Text section:

[PATCH 3/3] drm: do not sleep on vblank while holding a mutex

Mario Kleiner mario.kleiner at tuebingen.mpg.de
Fri Oct 28 11:15:11 PDT 2011


> Message: 5
> Date: Fri, 28 Oct 2011 11:30:38 +0200
> From: Daniel Vetter <daniel at ffwll.ch>
> Subject: Re: [PATCH 3/3] drm: do not sleep on vblank while holding a
> 	mutex
> To: Ilija Hadzic <ihadzic at research.bell-labs.com>
> Cc: dri-devel at lists.freedesktop.org
> Message-ID: <20111028093038.GB2919 at phenom.ffwll.local>
> Content-Type: text/plain; charset=us-ascii
>>
>>> - Imo we also have a few too many atomic ops going on, e.g.
>>> dev->vblank_refcount looks like it's atomic only because or the  
>>> procfs
>>> file, so maybe kill that procfs file entirely.
>>
>> I am not sure about that. dev->vblank_refcount looks critical to me:
>> it is incremented through drm_vblank_get which is called from
>> several different contexts: page-flip functions in several drivers
>> (which can run in the context of multiple user processes), **_pm_**
>> stuff in radeon driver (which looks like it runs in the context of
>> kernel worker thread). Mutexes used at all these different places
>> are not quite consistent. If anything, as the result of a later
>> audit, some other mutexes may be rendered unecessary, but
>> definitely, I would keep vblank_refcount atomic.
>

Hi,

be careful with vblank_refcount. I think it probably should stay  
atomic. The drm_vblank_put() is often used in interrupt handlers of  
the kms drivers where you don't want to uneccessary wait on a lock,  
but be as quick as possible.

> I've re-read the code a bit and in _get it's protected by dev- 
> >vbl_lock,
> but not so in _put (because we issue a timer call to actually  
> switch it
> off). I think we could just shove it under the protection of dev- 
> >vbl_lock
> completely. Another fuzzzy area is the relation between dev- 
> >vbl_lock and
> dev->vblank_time_lock. The latter looks a bit rendundant.

Records supplied:
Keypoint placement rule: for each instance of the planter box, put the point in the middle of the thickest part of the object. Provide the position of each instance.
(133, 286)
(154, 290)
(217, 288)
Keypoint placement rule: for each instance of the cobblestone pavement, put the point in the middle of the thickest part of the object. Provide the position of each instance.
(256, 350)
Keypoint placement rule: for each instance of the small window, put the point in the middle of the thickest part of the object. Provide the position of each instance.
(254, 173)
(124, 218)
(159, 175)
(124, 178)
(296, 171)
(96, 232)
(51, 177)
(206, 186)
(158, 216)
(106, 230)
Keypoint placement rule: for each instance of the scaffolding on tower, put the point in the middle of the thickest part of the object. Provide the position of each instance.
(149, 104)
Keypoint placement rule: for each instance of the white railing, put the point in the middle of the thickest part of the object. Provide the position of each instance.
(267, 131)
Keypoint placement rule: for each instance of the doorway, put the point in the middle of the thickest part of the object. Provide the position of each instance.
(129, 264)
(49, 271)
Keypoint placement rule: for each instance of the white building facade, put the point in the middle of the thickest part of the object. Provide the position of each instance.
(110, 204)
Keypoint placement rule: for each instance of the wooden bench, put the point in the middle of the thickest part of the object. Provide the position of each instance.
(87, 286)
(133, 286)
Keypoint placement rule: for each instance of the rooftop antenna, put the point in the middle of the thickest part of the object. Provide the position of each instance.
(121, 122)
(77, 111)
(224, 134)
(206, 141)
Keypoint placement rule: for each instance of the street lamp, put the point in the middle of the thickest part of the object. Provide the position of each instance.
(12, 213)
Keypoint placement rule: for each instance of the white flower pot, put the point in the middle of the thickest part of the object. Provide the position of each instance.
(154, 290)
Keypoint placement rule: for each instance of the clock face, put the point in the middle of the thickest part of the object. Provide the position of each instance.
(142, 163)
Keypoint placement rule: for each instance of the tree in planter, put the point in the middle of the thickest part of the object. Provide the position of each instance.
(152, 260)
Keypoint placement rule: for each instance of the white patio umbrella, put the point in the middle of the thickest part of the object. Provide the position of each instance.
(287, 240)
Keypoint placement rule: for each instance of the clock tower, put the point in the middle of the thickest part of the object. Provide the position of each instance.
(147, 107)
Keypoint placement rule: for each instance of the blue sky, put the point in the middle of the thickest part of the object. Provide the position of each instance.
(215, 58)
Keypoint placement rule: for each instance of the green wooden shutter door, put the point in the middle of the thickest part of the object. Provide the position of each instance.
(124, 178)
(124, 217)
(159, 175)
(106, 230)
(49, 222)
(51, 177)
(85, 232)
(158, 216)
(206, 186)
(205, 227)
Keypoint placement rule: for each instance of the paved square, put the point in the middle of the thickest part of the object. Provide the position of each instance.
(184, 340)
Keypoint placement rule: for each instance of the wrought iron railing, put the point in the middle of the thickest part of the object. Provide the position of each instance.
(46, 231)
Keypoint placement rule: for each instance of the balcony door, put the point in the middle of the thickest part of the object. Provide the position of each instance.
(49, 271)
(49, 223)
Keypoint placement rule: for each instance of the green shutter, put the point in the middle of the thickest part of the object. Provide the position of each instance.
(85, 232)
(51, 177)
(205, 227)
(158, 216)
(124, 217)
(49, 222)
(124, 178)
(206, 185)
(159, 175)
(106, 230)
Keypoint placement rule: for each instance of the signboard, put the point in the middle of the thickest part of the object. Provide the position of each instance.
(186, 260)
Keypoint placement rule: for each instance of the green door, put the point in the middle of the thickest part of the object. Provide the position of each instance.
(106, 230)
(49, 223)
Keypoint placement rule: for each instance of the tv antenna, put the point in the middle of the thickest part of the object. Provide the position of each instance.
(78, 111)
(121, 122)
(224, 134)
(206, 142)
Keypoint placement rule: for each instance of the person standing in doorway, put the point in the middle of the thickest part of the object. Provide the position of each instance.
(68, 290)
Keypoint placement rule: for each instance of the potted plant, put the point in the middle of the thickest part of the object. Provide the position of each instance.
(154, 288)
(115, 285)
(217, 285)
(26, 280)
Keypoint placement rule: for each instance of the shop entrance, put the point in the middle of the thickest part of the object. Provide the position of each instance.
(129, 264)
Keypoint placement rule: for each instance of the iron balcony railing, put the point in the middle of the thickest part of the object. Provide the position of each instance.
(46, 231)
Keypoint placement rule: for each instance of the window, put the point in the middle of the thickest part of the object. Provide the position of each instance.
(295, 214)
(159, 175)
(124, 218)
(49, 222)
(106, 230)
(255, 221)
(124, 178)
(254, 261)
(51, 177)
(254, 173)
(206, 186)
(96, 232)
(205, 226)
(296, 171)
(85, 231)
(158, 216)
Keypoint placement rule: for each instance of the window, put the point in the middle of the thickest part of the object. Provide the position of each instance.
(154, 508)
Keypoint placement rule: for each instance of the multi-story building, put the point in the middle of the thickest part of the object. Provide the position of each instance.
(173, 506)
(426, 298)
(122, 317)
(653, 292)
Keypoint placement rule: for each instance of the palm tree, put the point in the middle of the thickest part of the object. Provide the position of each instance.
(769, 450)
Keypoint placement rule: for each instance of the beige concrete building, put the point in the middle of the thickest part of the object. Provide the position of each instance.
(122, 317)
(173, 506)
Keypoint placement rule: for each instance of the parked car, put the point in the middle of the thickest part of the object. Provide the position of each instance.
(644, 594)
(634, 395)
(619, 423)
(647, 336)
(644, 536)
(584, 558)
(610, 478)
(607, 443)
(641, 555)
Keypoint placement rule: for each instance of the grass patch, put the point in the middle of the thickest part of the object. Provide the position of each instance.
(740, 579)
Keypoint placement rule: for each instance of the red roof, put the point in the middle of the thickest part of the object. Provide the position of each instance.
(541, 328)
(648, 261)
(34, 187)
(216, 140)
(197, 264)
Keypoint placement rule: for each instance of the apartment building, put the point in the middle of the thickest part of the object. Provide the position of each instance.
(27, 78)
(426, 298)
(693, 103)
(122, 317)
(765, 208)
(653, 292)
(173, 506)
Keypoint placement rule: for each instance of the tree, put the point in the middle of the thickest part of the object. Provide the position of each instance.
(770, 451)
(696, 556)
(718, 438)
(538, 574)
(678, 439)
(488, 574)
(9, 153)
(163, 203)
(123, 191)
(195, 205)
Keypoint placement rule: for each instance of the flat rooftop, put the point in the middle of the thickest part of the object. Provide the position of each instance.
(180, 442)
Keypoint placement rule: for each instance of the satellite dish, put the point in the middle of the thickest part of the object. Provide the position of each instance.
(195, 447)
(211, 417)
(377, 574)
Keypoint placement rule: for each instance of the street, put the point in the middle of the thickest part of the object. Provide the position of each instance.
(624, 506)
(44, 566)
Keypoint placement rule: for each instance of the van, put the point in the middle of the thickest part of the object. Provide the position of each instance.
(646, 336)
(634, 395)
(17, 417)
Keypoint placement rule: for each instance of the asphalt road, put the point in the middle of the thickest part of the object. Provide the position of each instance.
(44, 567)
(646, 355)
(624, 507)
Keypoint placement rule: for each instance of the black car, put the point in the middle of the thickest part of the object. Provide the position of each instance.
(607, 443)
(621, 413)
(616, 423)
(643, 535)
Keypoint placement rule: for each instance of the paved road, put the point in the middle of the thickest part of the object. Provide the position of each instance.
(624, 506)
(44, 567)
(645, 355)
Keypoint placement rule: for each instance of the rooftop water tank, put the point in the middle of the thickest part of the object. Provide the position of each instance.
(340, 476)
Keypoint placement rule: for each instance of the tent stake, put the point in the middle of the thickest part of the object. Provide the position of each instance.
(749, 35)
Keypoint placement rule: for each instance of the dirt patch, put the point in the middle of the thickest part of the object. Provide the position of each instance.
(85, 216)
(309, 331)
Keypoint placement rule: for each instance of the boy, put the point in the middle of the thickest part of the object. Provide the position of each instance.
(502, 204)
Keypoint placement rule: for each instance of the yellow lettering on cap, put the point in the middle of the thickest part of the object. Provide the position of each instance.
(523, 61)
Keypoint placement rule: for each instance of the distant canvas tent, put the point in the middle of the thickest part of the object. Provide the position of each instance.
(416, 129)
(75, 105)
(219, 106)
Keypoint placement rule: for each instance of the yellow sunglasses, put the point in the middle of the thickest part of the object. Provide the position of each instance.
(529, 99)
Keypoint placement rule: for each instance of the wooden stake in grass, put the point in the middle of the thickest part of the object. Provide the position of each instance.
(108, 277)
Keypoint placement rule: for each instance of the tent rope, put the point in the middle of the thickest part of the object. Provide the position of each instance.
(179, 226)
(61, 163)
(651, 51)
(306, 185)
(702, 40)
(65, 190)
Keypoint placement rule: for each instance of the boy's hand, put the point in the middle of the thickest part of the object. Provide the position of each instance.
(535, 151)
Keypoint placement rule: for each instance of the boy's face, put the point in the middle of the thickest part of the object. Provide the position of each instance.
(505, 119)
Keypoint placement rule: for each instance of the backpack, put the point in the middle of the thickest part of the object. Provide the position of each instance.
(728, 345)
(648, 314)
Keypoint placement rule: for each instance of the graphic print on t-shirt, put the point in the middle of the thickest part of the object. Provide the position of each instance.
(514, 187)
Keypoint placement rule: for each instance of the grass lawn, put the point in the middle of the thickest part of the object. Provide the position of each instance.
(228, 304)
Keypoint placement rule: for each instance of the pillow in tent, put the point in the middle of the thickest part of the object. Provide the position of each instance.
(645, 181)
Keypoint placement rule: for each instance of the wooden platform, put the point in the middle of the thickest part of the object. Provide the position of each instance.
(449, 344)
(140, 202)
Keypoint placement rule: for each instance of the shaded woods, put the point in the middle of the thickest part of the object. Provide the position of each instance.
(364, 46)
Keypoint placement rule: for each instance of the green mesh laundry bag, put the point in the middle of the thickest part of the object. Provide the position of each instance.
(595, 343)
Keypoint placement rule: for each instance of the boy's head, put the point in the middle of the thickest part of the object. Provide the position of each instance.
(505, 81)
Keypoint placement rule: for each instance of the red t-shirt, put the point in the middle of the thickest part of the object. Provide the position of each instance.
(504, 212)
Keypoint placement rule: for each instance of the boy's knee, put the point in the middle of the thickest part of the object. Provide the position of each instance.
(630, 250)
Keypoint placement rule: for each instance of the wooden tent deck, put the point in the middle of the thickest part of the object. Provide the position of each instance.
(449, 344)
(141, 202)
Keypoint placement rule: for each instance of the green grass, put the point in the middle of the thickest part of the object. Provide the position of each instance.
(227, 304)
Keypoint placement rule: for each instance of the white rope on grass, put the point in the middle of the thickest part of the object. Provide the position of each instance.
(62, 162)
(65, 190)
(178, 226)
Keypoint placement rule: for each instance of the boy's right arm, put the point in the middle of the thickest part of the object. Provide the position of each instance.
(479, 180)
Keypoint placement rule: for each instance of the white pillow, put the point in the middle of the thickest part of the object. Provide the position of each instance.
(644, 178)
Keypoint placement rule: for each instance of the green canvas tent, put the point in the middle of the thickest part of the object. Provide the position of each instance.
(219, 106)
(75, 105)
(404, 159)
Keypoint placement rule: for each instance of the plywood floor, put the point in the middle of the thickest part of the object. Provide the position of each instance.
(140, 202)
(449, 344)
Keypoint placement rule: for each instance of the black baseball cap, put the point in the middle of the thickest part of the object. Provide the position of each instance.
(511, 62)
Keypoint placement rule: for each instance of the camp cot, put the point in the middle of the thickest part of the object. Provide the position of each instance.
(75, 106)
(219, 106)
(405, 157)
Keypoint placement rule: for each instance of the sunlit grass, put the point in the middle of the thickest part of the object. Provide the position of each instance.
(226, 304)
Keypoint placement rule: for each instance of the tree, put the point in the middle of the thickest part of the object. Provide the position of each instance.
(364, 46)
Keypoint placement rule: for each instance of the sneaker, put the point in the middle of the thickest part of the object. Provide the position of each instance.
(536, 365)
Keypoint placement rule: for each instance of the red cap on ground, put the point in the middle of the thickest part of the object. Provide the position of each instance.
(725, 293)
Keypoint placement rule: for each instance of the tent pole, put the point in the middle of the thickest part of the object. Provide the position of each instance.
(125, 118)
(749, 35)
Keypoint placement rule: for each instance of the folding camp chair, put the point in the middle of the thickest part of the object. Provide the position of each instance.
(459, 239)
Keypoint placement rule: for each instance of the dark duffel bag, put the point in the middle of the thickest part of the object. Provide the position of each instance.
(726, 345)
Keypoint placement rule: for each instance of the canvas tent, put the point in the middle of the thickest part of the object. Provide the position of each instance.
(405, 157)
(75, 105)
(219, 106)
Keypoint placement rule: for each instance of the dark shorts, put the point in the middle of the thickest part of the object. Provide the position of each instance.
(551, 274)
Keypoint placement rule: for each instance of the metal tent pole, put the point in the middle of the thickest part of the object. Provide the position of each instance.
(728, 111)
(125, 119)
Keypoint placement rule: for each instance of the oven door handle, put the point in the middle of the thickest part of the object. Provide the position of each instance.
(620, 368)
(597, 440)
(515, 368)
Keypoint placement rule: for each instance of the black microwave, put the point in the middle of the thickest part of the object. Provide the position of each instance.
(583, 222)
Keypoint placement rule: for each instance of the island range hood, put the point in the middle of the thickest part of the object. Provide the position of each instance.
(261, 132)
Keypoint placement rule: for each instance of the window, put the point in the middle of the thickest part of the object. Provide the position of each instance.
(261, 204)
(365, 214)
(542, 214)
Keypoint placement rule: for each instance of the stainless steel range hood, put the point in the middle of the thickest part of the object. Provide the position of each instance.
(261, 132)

Task prompt: Reproduce the passage of the vblank discussion that begins with the words containing "be careful with" and ends with "quick as possible.". The rows have no connection to the vblank discussion.

Final answer:
be careful with vblank_refcount. I think it probably should stay  
atomic. The drm_vblank_put() is often used in interrupt handlers of  
the kms drivers where you don't want to uneccessary wait on a lock,  
but be as quick as possible.